## TASK:
Your task is to copy every line of this material exactly.
════════════════
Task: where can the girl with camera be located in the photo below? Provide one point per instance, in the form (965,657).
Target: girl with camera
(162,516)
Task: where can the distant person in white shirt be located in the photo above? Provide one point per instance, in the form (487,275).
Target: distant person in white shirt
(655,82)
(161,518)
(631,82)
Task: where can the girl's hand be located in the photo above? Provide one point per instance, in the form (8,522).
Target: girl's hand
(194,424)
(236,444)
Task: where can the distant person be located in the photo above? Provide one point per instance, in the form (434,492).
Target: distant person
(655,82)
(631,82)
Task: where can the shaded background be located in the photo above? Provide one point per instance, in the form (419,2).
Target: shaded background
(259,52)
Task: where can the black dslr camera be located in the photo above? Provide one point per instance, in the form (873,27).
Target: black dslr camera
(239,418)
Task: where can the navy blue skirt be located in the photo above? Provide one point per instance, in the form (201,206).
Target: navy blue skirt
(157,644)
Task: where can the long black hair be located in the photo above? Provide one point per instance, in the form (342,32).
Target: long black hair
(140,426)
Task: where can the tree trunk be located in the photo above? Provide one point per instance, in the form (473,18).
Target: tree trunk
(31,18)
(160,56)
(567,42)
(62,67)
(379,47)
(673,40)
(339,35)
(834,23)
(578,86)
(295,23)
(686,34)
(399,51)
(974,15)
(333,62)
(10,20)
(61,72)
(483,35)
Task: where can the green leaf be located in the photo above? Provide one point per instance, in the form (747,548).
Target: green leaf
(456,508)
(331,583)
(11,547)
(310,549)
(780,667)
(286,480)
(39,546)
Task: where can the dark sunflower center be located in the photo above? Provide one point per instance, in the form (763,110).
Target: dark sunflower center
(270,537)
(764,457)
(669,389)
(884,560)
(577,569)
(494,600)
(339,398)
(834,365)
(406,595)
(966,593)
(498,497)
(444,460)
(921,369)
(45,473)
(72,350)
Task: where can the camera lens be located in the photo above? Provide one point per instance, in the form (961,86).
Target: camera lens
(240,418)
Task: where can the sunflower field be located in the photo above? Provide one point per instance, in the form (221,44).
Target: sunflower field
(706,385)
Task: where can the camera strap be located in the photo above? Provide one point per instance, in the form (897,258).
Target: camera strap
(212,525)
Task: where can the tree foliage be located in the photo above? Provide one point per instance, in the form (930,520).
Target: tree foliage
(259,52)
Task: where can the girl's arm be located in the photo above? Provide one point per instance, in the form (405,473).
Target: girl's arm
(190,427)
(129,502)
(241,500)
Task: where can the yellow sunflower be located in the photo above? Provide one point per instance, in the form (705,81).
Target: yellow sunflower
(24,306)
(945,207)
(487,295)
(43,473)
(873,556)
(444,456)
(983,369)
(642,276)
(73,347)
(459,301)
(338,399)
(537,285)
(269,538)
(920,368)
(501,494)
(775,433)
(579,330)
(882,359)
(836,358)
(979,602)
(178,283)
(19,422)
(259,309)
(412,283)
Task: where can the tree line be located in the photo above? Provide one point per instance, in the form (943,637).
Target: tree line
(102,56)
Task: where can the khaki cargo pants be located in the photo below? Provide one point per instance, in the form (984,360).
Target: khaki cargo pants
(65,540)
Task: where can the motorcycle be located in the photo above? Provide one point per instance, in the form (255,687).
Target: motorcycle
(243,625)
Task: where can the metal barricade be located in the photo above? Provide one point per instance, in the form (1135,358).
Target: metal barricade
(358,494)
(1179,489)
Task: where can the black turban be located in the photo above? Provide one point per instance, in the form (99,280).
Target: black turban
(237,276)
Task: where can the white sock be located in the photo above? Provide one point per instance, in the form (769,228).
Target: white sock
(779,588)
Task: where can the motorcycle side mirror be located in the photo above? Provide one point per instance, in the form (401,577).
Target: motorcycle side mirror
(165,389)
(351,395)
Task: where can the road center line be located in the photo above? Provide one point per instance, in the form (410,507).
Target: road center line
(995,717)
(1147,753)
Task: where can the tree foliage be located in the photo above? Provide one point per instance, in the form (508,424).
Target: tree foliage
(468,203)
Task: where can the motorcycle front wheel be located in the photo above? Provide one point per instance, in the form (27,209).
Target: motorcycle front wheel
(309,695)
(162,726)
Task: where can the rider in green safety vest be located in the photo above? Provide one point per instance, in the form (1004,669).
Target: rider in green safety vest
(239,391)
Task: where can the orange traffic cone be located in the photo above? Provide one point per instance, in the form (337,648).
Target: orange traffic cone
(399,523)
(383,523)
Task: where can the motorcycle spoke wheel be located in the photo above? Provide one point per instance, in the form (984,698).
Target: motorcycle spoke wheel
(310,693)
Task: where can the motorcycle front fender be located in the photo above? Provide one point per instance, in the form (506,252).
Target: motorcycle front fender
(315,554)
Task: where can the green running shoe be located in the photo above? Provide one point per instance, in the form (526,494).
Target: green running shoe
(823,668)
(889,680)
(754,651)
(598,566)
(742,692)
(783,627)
════════════════
## TASK RESPONSE:
Task: where can the girl with camera be located in the photo below? Provide one point per instance, in the form (965,657).
Target: girl with camera
(162,516)
Task: where can the distant person in white shirt be located in the photo above? Provide one point per instance, in the form (487,275).
Target: distant person in white shirt
(655,82)
(161,518)
(631,82)
Task: where can the girl's hand be located in the photo above? Provide one point per instance, in the form (8,522).
Target: girl's hand
(194,424)
(236,444)
Task: where can the distant person be located in the photo above? Provide one point per instance, in the form (434,492).
Target: distant person
(655,82)
(631,82)
Task: where can the shaded background be located in the photo above? Provide one point per instance, in the form (419,2).
Target: shaded background
(259,52)
Task: where can the black dslr camera be located in the photo above? Provide one point per instance, in the form (873,27).
Target: black dslr camera
(239,418)
Task: where can the navy blue skirt be located in the photo above? Provide one point per instance, in the form (201,206).
Target: navy blue skirt
(157,644)
Task: where can the long black hair be located in the photo above? Provide one point per instance, in the form (342,32).
Target: long black hair
(140,426)
Task: where can the tree trunk be located in the photo above? Provide one point per instance, in the form (473,18).
Target: tree trunk
(31,18)
(160,56)
(567,42)
(62,67)
(379,47)
(673,40)
(339,35)
(834,23)
(578,86)
(295,23)
(686,34)
(399,51)
(974,15)
(333,62)
(10,20)
(61,72)
(483,35)
Task: where can the green leaf be located in the photo above? Provide one point per instance, in the form (747,548).
Target: green leaf
(456,508)
(331,583)
(11,547)
(310,549)
(780,667)
(286,480)
(39,546)
Task: where can the dark sunflower center be located in the photo above? Provide one point per instance, in the form (763,110).
Target: dark sunflower center
(270,537)
(764,457)
(669,389)
(884,560)
(577,569)
(494,600)
(339,398)
(834,365)
(406,595)
(966,593)
(498,497)
(444,460)
(921,369)
(45,473)
(72,350)
Task: where can the camera lens be located in the photo above? Provide one point per instance, in the form (961,86).
Target: camera lens
(240,418)
Task: where can the sunflower field be located in the photo above? Provide one point per instance, in the form (221,44).
Target: sunflower field
(706,385)
Task: where can the camera strap be located in the photo above? Provide one point per instance, in the form (897,258).
Target: camera strap
(212,525)
Task: where can the tree foliage be located in the photo above? Provide one point per instance, in the form (930,520).
Target: tree foliage
(259,52)
Task: where can the girl's arm be located in the photo above? Provide one point per instance, in the form (405,473).
Target: girl's arm
(190,427)
(129,502)
(241,500)
Task: where can the yellow sunflower be located in the photo above? Provide one point per instance, in the form (705,81).
Target: yellow sunflower
(24,306)
(945,207)
(487,295)
(43,473)
(873,556)
(444,456)
(983,369)
(642,276)
(73,347)
(459,301)
(338,399)
(537,285)
(269,538)
(920,368)
(501,494)
(775,433)
(579,330)
(882,359)
(836,358)
(979,602)
(178,283)
(19,422)
(259,309)
(412,283)
Task: where can the tree line be located in the photo above? Provide one point per instance, in the form (943,637).
Target: tree line
(102,56)
Task: where can the khaki cargo pants be located in the photo below? Provide one point per instance, in the form (984,360).
Target: khaki cargo pants
(65,540)
Task: where can the motorcycle be located in the photo above? Provide one point per instance, in the form (255,687).
Target: motorcycle
(243,625)
Task: where can the metal barricade be located in the photo above? Provide one point per instance, in the form (1135,358).
Target: metal barricade
(358,494)
(1179,489)
Task: where can the black turban be located in the photo above? Provide one point per instance, in the form (99,280).
Target: black turban
(237,276)
Task: where can the white sock be located in the photo above? Provide one point per instance, in the form (769,228).
Target: white sock
(779,588)
Task: where can the motorcycle side mirror be located in the photo above? Provide one point per instance, in the form (401,577).
Target: motorcycle side mirror
(165,389)
(351,395)
Task: where can the road center line be located in the photo above? Provide one point per instance, in the form (410,507).
Target: road center line
(995,717)
(1147,753)
Task: where can the tree foliage be located in the photo above? Provide one point per instance, in the form (508,424).
Target: tree foliage
(468,203)
Task: where can the motorcycle front wheel be located in the photo above? Provide one point per instance, in the form (27,209).
Target: motorcycle front wheel
(309,695)
(162,726)
Task: where can the rider in green safety vest be located in the photo above? Provide one point per instance, in the form (1004,669).
Target: rider in green safety vest
(239,391)
Task: where can the orange traffic cone be located in the photo above? Provide one point per instance, in the form (337,648).
Target: orange traffic cone
(399,523)
(383,523)
Task: where can the motorcycle spoke wheel be located in the photo above? Provide one point per instance, in the form (984,698).
Target: motorcycle spoke wheel
(310,693)
Task: where can the motorcycle front fender be located in the photo above? Provide one point per instance, in the form (506,252).
Target: motorcycle front fender
(315,554)
Task: where can the green running shoe be located in the photo above? Provide one point per instance, in the form (526,494).
Target: green running shoe
(823,668)
(889,680)
(754,651)
(598,566)
(742,692)
(783,627)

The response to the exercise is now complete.